[Opening Record extracts section]

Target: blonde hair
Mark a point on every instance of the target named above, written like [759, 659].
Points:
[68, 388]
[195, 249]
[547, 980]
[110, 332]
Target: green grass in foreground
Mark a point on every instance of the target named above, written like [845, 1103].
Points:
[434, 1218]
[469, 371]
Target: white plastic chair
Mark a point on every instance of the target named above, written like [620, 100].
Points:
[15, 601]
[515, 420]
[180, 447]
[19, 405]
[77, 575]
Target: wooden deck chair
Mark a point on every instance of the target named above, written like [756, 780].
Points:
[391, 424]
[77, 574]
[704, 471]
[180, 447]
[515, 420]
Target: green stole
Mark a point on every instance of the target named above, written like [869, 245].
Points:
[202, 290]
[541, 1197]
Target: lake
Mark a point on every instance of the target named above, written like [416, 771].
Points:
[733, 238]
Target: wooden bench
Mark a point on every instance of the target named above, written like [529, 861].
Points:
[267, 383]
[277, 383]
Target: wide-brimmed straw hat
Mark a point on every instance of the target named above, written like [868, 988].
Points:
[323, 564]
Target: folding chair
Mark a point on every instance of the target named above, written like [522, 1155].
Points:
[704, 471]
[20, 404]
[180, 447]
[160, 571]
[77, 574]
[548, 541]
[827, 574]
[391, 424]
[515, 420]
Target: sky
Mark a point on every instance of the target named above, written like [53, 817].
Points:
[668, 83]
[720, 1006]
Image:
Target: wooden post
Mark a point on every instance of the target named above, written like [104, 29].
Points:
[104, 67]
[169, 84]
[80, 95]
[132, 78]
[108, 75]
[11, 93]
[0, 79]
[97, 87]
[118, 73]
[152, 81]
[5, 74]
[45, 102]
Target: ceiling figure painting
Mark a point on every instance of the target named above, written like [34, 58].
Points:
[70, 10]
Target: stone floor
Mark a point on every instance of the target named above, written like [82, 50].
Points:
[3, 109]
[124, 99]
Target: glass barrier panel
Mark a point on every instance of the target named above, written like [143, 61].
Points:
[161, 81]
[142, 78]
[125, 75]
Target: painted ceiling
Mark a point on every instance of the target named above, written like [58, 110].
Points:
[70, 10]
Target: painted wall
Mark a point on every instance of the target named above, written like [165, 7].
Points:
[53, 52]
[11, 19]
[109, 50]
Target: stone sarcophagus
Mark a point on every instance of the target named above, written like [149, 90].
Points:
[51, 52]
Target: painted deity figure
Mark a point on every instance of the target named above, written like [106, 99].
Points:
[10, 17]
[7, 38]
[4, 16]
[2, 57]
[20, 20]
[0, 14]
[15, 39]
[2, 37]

[Closing Record extracts section]

What is expected —
Every line in the data that holds "wooden" should be copied out.

Solution for this task —
Target: wooden deck chair
Target: wooden bench
Target: wooden post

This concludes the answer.